_What is being asked_. Write out every entry precisely as given, leaving the pictures out.

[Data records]
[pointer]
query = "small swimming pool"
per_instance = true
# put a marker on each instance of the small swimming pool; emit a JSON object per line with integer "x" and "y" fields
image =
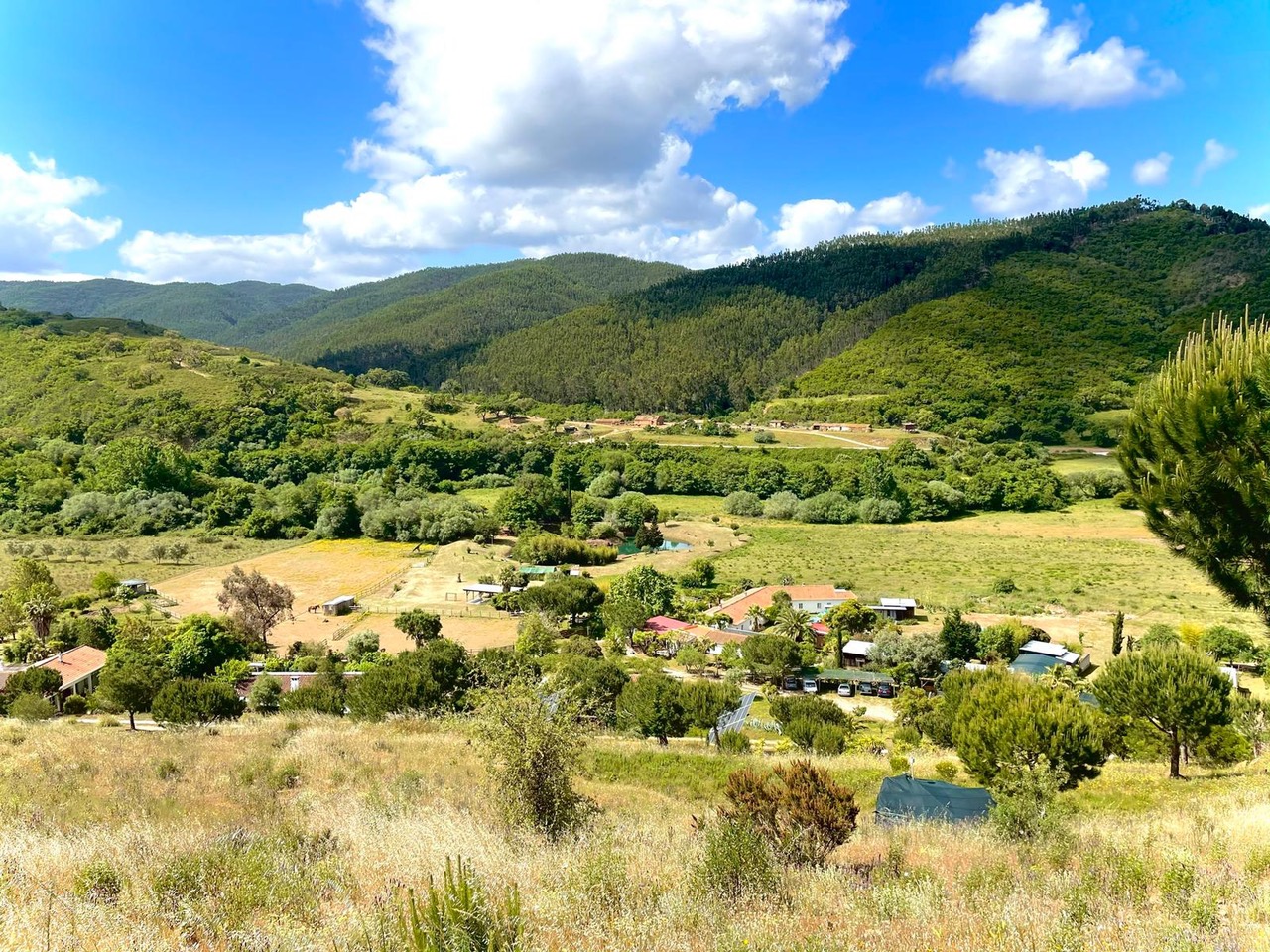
{"x": 629, "y": 547}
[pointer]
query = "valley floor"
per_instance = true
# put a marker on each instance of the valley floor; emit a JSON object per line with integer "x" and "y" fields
{"x": 290, "y": 835}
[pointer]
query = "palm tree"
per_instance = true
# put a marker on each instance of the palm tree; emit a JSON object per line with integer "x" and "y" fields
{"x": 793, "y": 624}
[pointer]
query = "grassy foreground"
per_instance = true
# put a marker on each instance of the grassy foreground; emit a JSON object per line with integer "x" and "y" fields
{"x": 291, "y": 834}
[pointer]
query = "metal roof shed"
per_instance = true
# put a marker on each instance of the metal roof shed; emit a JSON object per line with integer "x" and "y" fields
{"x": 906, "y": 798}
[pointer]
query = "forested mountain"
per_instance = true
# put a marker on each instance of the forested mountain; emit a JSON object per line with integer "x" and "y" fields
{"x": 431, "y": 335}
{"x": 221, "y": 312}
{"x": 1025, "y": 326}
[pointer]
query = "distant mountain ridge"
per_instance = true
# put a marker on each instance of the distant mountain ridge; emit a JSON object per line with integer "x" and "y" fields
{"x": 204, "y": 311}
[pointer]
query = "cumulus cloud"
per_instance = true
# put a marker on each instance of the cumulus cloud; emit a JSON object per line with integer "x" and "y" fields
{"x": 1026, "y": 181}
{"x": 822, "y": 218}
{"x": 1214, "y": 157}
{"x": 1152, "y": 172}
{"x": 37, "y": 220}
{"x": 1016, "y": 58}
{"x": 556, "y": 126}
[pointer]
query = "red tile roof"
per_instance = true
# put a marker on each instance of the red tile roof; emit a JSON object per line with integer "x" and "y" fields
{"x": 75, "y": 664}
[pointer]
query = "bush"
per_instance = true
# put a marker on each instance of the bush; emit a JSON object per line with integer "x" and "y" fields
{"x": 829, "y": 740}
{"x": 31, "y": 707}
{"x": 99, "y": 883}
{"x": 531, "y": 753}
{"x": 798, "y": 809}
{"x": 1026, "y": 800}
{"x": 456, "y": 916}
{"x": 266, "y": 694}
{"x": 735, "y": 861}
{"x": 780, "y": 506}
{"x": 189, "y": 701}
{"x": 743, "y": 503}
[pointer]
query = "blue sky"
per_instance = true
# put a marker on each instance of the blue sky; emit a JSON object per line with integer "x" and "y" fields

_Answer for this exercise_.
[pointer]
query = "small swimming pool"
per_instance = true
# put a marker on each instance of the small swimming pool; emit a JSON object per line with integer "x" and "y" fields
image =
{"x": 629, "y": 547}
[pointer]
query = "valley floor"
per_instance = true
# put a marker on each instance of the valley floor; emit a JSON object per line with integer "x" and "y" fields
{"x": 290, "y": 835}
[pointer]
query = "palm tree"
per_instance = true
# put a marker on each instance of the palm tree; emit a JSON object per line with integer "x" and "y" fields
{"x": 793, "y": 624}
[pointer]
query = "grassy foreground"
per_instance = true
# put a marker on each instance of the grassy foreground; emit a JSON object per line with integer "x" and "y" fields
{"x": 291, "y": 834}
[pointer]
query = "metal roof shed"
per_instance = true
# put a marker on each instance of the metal roof shed; emit a JSON object per line with integer "x" and "y" fields
{"x": 906, "y": 798}
[pointer]
query = "forested mountain"
per_instance = true
# put a marker on each instance of the forested mountain; emit a JSON object per line with integer "x" and "y" fields
{"x": 431, "y": 335}
{"x": 221, "y": 312}
{"x": 1025, "y": 326}
[pointer]
query = "distant mountain ridge"
per_instance = true
# put a marker on each instance of the distant mountain ridge; emit a JSON object per line with integer "x" and "y" fields
{"x": 204, "y": 311}
[pointer]
query = "cumulus cloud"
per_instance = true
# put a marker on each instance of the cumulus cloud; emit a JSON object per line with integer "x" and "y" fields
{"x": 1026, "y": 181}
{"x": 822, "y": 218}
{"x": 1214, "y": 157}
{"x": 1152, "y": 172}
{"x": 37, "y": 220}
{"x": 1016, "y": 58}
{"x": 556, "y": 126}
[pointer]
query = "red tile roof"
per_instance = true
# put a marker on each instance of the red tile roof; emit a JSON object per line with integer "x" and "y" fields
{"x": 75, "y": 664}
[pointer]
query = "bush"
per_instance = true
# put a marker on each instance of the bush; emit a JSON object per line with integer "x" and "y" fields
{"x": 829, "y": 740}
{"x": 31, "y": 707}
{"x": 99, "y": 883}
{"x": 531, "y": 753}
{"x": 798, "y": 809}
{"x": 1026, "y": 800}
{"x": 456, "y": 916}
{"x": 266, "y": 694}
{"x": 735, "y": 861}
{"x": 780, "y": 506}
{"x": 189, "y": 701}
{"x": 743, "y": 503}
[pointer]
query = "blue sky"
per_instance = true
# put a marker on each instance of the blue sky; emit a JSON object per line with integer "x" and "y" fields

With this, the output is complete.